■ Exercise task: Give every entry again, word for word.

↓

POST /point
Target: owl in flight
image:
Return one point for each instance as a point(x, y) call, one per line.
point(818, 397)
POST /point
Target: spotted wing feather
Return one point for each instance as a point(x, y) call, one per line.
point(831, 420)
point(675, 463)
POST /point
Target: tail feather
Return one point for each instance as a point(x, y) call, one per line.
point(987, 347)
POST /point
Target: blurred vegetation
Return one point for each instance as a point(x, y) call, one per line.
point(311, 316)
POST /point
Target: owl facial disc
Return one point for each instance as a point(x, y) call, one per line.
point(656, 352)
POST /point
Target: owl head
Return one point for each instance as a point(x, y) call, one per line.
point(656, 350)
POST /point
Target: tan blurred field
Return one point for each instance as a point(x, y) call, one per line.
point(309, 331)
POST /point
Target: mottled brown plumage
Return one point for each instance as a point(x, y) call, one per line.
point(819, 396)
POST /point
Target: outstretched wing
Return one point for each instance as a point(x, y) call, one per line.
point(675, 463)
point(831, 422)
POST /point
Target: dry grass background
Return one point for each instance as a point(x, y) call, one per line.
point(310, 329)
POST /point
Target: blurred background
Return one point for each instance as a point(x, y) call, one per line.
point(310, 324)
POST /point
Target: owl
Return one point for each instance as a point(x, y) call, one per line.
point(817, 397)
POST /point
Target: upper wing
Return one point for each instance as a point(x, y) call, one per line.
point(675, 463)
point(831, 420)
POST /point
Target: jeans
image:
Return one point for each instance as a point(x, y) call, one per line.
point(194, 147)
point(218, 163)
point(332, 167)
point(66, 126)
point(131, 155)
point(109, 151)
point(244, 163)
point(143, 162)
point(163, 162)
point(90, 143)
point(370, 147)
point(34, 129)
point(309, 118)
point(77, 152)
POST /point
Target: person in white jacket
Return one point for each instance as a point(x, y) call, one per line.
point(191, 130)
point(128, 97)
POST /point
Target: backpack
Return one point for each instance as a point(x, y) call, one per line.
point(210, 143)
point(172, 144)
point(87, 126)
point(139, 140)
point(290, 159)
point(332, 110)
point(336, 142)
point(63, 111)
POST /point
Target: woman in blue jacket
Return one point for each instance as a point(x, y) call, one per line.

↑

■ Answer in full:
POST /point
Target: owl in flight
image:
Return one point for each instance as a point(x, y) call, one per line.
point(818, 397)
POST /point
Target: spotted wing feather
Return one point for each instance as a point(x, y) call, one per line.
point(831, 420)
point(675, 463)
POST /point
Target: tail feather
Return one point for each instance as a point(x, y) call, one per line.
point(987, 347)
POST /point
Target: blurred vegetation
Return one point for each instance as a point(x, y) call, one per line.
point(311, 316)
POST /point
Target: owl facial disc
Return one point for each instance as a point(x, y) call, one per line.
point(656, 352)
POST /point
Target: owl head
Return one point for each instance as a point(x, y) call, one per line.
point(656, 350)
POST /point
Target: tan blurred field
Return one point for each instance as a point(x, y) call, one per line.
point(309, 331)
POST /point
Target: mottled brown plumage
Return one point for each instance as a point(x, y) call, one per line.
point(819, 396)
POST /point
Target: outstretched wing
Return one point for each instance as a point(x, y) call, one per line.
point(675, 463)
point(831, 422)
POST /point
Target: dry grass background
Return one point for each instance as a point(x, y) call, one per line.
point(310, 329)
POST /point
Target: blurred background
Return one point for each instance as a point(x, y) call, one per line.
point(310, 324)
POST /point
Target: owl
Return one point for each instance as a point(x, y) call, one per line.
point(817, 397)
POST /point
Target: upper wing
Return one point for each instance as a point(x, y) call, one per line.
point(675, 463)
point(831, 420)
POST /point
Target: jeans
image:
Return one point for each instance as a point(x, y) call, one per line.
point(194, 147)
point(218, 163)
point(332, 167)
point(66, 126)
point(131, 155)
point(109, 151)
point(244, 163)
point(143, 162)
point(163, 162)
point(90, 143)
point(370, 147)
point(34, 129)
point(309, 118)
point(77, 152)
POST /point
Target: person in white jacket
Return one point for each instance as a point(x, y) call, one per line.
point(191, 130)
point(128, 97)
POST /point
Target: backpack
Return one point for each instance as a point(x, y) call, one per line.
point(210, 143)
point(172, 144)
point(87, 126)
point(139, 140)
point(290, 159)
point(332, 110)
point(336, 142)
point(63, 111)
POST /point
Target: woman in blue jacket
Return one point for each instance as a point(x, y) call, one per line.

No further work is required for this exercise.